## Set exercise
Convert every line of the records below into a JSON list of strings, one string per line, and leave out any blank lines.

════════════════

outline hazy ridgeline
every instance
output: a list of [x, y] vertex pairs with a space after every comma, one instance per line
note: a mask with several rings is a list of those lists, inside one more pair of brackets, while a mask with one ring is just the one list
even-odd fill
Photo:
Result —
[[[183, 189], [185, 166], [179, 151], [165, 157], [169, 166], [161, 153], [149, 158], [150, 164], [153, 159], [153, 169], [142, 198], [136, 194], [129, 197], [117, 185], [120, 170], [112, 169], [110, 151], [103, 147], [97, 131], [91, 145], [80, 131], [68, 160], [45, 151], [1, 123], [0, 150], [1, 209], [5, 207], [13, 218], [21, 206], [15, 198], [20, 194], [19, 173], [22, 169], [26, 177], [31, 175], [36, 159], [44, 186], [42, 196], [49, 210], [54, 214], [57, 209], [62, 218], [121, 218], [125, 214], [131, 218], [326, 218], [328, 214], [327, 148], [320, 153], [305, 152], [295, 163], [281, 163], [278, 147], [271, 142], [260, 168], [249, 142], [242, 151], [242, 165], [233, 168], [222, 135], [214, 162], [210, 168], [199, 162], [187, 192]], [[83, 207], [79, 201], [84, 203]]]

════════════════

## Completed exercise
[
  "outline hazy ridgeline",
  "every instance",
  "output: a list of [x, y] vertex pairs with a space after every comma, one instance per line",
  "note: a mask with several rings is a list of those lists, inside one more pair of brackets, while a mask with one ring is just the one list",
  "even-odd fill",
  "Photo:",
  "Result —",
  "[[[183, 189], [185, 166], [179, 151], [165, 157], [169, 166], [161, 153], [149, 158], [150, 164], [153, 159], [153, 169], [142, 198], [136, 194], [129, 197], [117, 185], [120, 170], [112, 169], [110, 151], [103, 147], [97, 131], [91, 145], [80, 131], [68, 160], [45, 151], [1, 123], [0, 150], [1, 209], [5, 207], [13, 218], [21, 206], [15, 198], [20, 194], [19, 173], [22, 169], [26, 177], [31, 175], [36, 159], [44, 186], [42, 196], [49, 210], [54, 214], [57, 209], [62, 218], [121, 218], [125, 214], [131, 218], [326, 218], [328, 214], [327, 148], [320, 153], [305, 152], [295, 163], [281, 163], [278, 147], [271, 142], [260, 168], [249, 142], [242, 151], [242, 165], [233, 168], [222, 135], [214, 162], [210, 168], [199, 162], [187, 192]], [[83, 207], [79, 201], [84, 203]]]"
]